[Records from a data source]
########################################

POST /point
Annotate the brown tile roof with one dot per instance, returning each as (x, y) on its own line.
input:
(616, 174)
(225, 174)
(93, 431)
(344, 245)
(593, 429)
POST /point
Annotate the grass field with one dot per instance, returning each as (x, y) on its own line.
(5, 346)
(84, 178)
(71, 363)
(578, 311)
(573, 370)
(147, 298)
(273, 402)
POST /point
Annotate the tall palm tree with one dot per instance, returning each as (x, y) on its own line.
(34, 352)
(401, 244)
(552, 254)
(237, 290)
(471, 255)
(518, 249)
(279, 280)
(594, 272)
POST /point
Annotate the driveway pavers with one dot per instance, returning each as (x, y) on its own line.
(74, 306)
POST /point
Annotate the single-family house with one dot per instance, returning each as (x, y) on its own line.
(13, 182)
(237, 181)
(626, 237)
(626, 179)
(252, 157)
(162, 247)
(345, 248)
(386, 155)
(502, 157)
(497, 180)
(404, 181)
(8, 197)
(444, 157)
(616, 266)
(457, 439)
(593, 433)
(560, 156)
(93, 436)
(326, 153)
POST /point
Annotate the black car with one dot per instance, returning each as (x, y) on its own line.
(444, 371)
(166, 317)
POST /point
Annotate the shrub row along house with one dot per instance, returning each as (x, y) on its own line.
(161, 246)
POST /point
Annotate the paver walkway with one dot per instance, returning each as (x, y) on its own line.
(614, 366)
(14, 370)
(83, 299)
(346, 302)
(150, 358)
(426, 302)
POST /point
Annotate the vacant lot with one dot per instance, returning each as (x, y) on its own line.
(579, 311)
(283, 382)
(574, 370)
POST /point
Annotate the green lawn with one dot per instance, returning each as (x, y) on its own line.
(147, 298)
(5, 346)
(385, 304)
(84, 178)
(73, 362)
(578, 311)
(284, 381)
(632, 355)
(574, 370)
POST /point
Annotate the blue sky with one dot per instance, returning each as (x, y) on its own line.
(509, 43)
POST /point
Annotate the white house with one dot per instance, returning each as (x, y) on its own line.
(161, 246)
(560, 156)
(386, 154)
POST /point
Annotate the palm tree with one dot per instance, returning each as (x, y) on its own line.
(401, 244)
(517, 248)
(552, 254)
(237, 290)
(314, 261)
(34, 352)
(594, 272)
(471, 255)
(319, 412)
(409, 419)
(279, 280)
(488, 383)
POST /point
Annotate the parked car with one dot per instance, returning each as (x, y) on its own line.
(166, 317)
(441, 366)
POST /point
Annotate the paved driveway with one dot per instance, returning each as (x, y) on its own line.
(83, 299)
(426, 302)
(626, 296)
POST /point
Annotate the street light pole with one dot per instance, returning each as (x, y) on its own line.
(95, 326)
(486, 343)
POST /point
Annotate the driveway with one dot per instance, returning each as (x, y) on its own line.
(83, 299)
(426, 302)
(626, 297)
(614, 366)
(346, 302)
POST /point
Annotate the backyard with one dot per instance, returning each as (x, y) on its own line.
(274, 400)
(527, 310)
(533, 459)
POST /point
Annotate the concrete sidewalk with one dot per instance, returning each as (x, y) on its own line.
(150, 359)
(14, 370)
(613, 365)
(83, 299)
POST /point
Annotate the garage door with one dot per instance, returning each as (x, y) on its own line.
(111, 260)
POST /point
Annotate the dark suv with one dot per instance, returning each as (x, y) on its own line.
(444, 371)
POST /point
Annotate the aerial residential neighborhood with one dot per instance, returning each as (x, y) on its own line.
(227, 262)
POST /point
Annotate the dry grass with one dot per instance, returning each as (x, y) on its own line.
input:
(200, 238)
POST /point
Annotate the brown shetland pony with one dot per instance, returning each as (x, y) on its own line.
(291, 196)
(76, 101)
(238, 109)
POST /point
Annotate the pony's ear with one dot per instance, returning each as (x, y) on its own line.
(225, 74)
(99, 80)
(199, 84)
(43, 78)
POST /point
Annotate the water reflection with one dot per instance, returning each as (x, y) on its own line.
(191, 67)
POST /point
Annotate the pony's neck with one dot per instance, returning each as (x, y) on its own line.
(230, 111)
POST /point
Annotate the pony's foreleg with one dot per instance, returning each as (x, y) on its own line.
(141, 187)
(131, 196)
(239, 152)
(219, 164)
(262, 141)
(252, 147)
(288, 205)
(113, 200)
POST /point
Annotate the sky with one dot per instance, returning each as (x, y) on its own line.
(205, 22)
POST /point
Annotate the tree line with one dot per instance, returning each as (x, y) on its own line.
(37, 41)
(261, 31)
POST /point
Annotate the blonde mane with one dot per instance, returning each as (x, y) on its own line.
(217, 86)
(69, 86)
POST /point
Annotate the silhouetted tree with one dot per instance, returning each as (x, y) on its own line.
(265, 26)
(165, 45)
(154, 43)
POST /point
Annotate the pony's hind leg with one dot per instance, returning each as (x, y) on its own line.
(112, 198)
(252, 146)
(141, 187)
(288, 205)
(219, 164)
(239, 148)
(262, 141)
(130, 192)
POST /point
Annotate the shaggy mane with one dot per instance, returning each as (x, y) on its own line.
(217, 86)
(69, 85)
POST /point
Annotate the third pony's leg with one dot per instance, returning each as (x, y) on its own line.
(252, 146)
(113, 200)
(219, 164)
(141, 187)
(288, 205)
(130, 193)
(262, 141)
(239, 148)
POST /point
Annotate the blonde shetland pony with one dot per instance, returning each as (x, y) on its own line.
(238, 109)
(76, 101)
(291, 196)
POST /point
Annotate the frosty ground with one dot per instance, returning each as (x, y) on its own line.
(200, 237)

########################################

Every record here must be output exactly, word for word.

POST /point
Annotate the brown tile roof with one dot per instance, returning each as (x, y) on its own line.
input:
(616, 174)
(225, 174)
(93, 431)
(344, 245)
(593, 429)
POST /point
Annotate the grass field with one dot per instance, returning each as (x, y) on its own line.
(5, 346)
(84, 178)
(71, 363)
(578, 311)
(573, 370)
(147, 298)
(273, 402)
POST /point
Annotate the tall palm tree with one dot per instance, returning each as (x, y) on its own line.
(34, 352)
(401, 244)
(552, 254)
(237, 290)
(471, 255)
(518, 249)
(279, 280)
(594, 272)
POST /point
Annotate the driveway pavers with one dot per instance, returning each as (x, y) on its own line.
(74, 306)
POST /point
Annotate the single-family house with one dot per instance, returning each as (x, y) on its own line.
(13, 182)
(237, 181)
(626, 237)
(626, 179)
(252, 157)
(162, 247)
(345, 248)
(386, 155)
(502, 157)
(497, 180)
(404, 181)
(8, 197)
(444, 157)
(616, 266)
(457, 439)
(593, 433)
(560, 156)
(93, 436)
(326, 153)
POST /point
Annotate the black car with one dot per instance, returning each as (x, y) on its own line.
(444, 371)
(166, 317)
POST /point
Annotate the shrub row along house with one dot per instance, returning each as (x, y) on its own line.
(161, 246)
POST /point
Annotate the paver walkway with one dot per instance, returning each as (x, y) on its own line.
(614, 366)
(14, 370)
(83, 299)
(346, 302)
(150, 358)
(426, 302)
POST /point
Annotate the vacant lot with one dot per instance, returning each as (x, y) on its own line.
(579, 311)
(283, 382)
(574, 370)
POST /point
Annotate the green lawn with one dot per instance, returning each as (x, y) on its own line.
(147, 298)
(5, 346)
(385, 304)
(84, 178)
(73, 362)
(578, 311)
(284, 381)
(632, 355)
(574, 370)
POST /point
Annotate the blue sky with one dot per instance, returning each as (x, y) on its own line.
(509, 43)
POST /point
Annotate the white house with one dot per instance, returning each as (x, y) on its own line.
(161, 246)
(560, 156)
(386, 154)
POST /point
Annotate the palm tree with one dot per instance, returning each as (x, y) on its own line.
(401, 244)
(517, 248)
(552, 254)
(237, 290)
(314, 261)
(34, 352)
(594, 272)
(471, 255)
(319, 412)
(409, 419)
(279, 280)
(488, 383)
POST /point
Annotate the parked car with one dot per instance, returning each as (x, y) on its own line.
(166, 317)
(441, 366)
POST /point
Annotate the paved driveway with one dot per instance, returning each as (x, y) on its own line.
(83, 299)
(426, 302)
(626, 296)
POST /point
Annotate the street light pole with one dot per instance, returning each as (x, y) on its own line.
(95, 326)
(486, 343)
POST /point
Annotate the driveway with one dot per instance, returning each as (x, y) on its own line.
(83, 299)
(426, 302)
(626, 297)
(614, 366)
(346, 302)
POST /point
Annotate the backyard with one dot per instance, returning each as (x, y) on its own line.
(274, 400)
(527, 310)
(533, 459)
POST /point
Annotate the concrete sidewalk with one dot per instance, returning each as (x, y) on its own line.
(150, 359)
(14, 370)
(613, 365)
(83, 299)
POST /point
Annotate the garage door with one dot per instance, returning each as (x, y) on its own line.
(111, 260)
POST /point
Annotate the dark suv with one dot per instance, returning each as (x, y) on its own line.
(444, 371)
POST /point
Annotate the aerial residential neighborhood with one dot per instance, returning each as (x, y) on its own line.
(227, 262)
POST /point
Annotate the dry grass with one dot per instance, returning each as (x, y) on its own line.
input:
(200, 238)
POST /point
Annotate the brown shetland pony with one dot per instance, returning each as (x, y) on its own line.
(291, 196)
(76, 101)
(238, 109)
POST /point
Annotate the pony's ear with one dot per instance, returning each as (x, y) on its own line.
(225, 74)
(99, 80)
(199, 84)
(43, 78)
POST /point
Annotate the water reflection with one dot per instance, returning each as (x, y) on its own line.
(191, 67)
POST /point
Annotate the pony's neck with one dot per instance, returning each as (x, y) on its own line.
(230, 111)
POST /point
Annotate the pony's foreleg with one dot per instance, returning each as (x, y) on its own line.
(141, 187)
(131, 196)
(239, 152)
(219, 164)
(262, 141)
(252, 147)
(288, 205)
(113, 200)
POST /point
Annotate the sky with one dot per instance, returning each as (x, y) on its own line.
(205, 22)
POST /point
Annotate the tree line with one dot per instance, returning each as (x, y) on its own line.
(37, 41)
(261, 31)
POST /point
Annotate the blonde mane with one dot per instance, returning each as (x, y) on its own line.
(217, 86)
(69, 86)
POST /point
Annotate the silhouetted tree with one dot per instance, returning each as (x, y) on its own line.
(265, 26)
(165, 45)
(154, 43)
POST /point
Annotate the pony's hind leg with one dot per instance, returning each as (x, y) on its own line.
(112, 198)
(252, 146)
(141, 187)
(288, 205)
(219, 164)
(239, 148)
(262, 141)
(130, 192)
POST /point
Annotate the shaggy mane with one dot per instance, returning each as (x, y) on its own line.
(217, 86)
(69, 85)
POST /point
Annotate the third pony's leg with one dot per instance, returning each as (x, y) on its own line.
(252, 146)
(113, 200)
(219, 164)
(141, 187)
(288, 205)
(130, 193)
(262, 141)
(239, 148)
POST /point
Annotate the blonde shetland pony with one dot per instance, returning each as (x, y) on its own line.
(238, 109)
(76, 101)
(291, 196)
POST /point
Annotate the frosty ground with one dot per instance, returning each as (x, y) on its own line.
(200, 237)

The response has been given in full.